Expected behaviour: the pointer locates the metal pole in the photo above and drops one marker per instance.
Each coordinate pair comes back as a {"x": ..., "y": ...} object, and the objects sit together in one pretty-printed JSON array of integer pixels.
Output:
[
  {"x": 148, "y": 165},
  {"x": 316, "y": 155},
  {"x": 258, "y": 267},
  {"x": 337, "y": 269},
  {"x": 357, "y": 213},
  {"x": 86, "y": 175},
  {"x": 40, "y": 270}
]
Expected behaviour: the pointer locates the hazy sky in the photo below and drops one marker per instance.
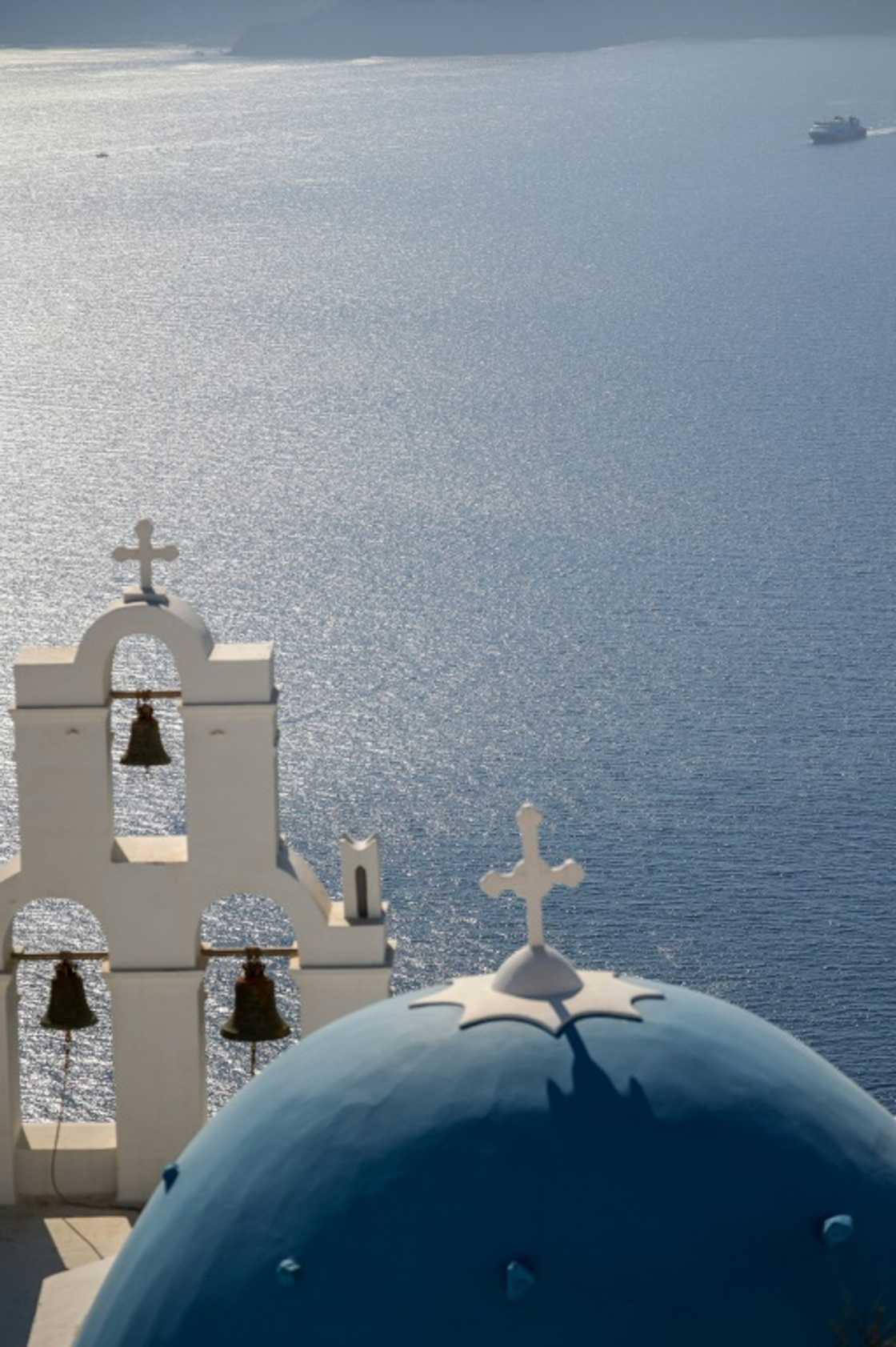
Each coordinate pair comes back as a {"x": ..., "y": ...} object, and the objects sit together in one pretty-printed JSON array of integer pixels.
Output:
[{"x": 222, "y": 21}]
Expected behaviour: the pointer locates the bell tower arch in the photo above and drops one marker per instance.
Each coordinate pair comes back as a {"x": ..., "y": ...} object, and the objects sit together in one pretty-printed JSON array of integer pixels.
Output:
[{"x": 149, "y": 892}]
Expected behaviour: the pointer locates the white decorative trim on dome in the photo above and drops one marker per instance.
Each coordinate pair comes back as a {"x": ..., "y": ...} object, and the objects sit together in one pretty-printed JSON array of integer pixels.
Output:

****************************************

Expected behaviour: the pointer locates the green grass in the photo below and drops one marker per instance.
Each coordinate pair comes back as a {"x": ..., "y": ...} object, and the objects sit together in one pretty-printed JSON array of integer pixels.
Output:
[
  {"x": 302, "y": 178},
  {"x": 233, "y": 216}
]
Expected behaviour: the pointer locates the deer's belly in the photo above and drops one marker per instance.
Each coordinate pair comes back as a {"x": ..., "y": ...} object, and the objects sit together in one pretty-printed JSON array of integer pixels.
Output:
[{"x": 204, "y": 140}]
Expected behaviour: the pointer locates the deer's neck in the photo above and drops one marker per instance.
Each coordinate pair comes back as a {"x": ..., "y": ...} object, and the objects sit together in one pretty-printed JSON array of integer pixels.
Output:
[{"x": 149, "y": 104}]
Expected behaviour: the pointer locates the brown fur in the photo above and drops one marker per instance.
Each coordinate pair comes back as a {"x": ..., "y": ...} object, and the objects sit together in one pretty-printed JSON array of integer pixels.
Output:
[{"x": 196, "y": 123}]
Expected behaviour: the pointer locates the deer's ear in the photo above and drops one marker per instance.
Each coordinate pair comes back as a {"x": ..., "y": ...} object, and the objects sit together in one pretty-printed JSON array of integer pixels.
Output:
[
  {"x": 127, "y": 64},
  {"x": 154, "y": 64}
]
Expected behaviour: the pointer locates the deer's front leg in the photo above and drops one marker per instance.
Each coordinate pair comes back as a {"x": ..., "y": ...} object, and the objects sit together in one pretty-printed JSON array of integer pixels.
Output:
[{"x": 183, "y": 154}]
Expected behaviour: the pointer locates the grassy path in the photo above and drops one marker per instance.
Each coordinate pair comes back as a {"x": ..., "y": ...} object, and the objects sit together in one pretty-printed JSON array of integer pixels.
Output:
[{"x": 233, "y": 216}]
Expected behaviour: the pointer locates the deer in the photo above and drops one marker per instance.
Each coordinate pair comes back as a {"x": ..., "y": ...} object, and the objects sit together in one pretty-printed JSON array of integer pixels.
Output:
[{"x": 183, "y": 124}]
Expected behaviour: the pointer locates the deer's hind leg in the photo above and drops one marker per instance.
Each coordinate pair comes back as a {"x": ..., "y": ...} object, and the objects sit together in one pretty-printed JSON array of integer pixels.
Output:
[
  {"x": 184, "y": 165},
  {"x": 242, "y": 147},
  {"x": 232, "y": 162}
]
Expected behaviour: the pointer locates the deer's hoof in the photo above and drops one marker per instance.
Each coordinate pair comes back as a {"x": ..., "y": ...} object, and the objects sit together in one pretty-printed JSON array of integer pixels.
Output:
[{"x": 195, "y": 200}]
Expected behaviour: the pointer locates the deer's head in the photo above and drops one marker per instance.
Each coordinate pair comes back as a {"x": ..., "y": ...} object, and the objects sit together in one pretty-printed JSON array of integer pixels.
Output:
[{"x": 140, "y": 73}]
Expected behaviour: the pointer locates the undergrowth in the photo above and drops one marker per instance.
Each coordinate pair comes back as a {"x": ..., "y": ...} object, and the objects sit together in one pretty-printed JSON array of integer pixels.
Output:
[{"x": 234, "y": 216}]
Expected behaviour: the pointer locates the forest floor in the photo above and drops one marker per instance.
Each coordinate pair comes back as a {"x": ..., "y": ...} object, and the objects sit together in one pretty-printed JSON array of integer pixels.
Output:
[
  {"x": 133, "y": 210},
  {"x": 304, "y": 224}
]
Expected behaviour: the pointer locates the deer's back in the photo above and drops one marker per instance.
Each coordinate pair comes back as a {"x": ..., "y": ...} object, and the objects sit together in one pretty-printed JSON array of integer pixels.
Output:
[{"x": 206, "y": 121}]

****************************************

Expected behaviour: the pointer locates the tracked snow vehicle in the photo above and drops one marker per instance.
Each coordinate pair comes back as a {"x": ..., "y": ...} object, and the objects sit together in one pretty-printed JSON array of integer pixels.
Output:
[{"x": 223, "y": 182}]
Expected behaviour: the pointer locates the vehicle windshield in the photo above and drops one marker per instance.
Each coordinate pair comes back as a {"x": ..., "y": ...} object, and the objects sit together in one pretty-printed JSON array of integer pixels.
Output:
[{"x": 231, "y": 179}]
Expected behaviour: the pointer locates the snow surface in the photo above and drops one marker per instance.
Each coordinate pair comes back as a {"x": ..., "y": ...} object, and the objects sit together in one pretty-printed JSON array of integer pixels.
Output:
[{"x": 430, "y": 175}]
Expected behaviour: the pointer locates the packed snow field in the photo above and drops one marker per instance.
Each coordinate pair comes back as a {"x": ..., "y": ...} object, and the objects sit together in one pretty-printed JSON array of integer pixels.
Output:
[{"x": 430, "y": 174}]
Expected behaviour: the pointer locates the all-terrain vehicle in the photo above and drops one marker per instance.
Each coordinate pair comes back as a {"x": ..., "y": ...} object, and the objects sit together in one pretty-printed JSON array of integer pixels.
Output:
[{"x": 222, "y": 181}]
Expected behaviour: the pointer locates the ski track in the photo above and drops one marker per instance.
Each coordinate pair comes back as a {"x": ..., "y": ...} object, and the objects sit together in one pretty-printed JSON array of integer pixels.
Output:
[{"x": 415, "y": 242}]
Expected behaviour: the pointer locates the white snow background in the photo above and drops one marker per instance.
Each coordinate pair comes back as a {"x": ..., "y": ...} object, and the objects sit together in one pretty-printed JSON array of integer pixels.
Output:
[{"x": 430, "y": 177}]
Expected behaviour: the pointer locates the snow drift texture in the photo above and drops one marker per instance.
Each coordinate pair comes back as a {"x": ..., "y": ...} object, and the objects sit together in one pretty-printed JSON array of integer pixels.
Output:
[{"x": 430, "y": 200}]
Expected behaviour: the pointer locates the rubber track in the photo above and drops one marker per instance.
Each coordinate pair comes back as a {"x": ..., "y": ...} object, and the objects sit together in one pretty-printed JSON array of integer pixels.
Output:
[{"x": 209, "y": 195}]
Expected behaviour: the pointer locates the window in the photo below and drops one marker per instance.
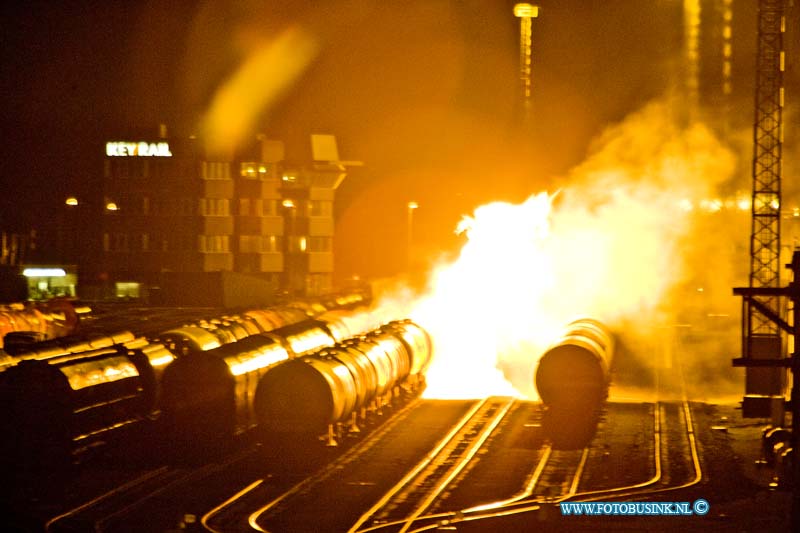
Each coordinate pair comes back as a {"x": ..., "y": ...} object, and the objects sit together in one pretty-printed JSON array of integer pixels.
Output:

****************************************

* To do:
Locate every line in the entries above that contains the following word, and copy each of those lines in full:
"below"

* Output of the task:
Expected behaviour: the pointer locates the hazy sky in the photo below and drops one marker per instance.
Expected behaviour: the pointer locates the green grass in the photo below and drops one marker per instance.
Expected behaviour: the pointer locates the window in the photo below and drops one marker per instance.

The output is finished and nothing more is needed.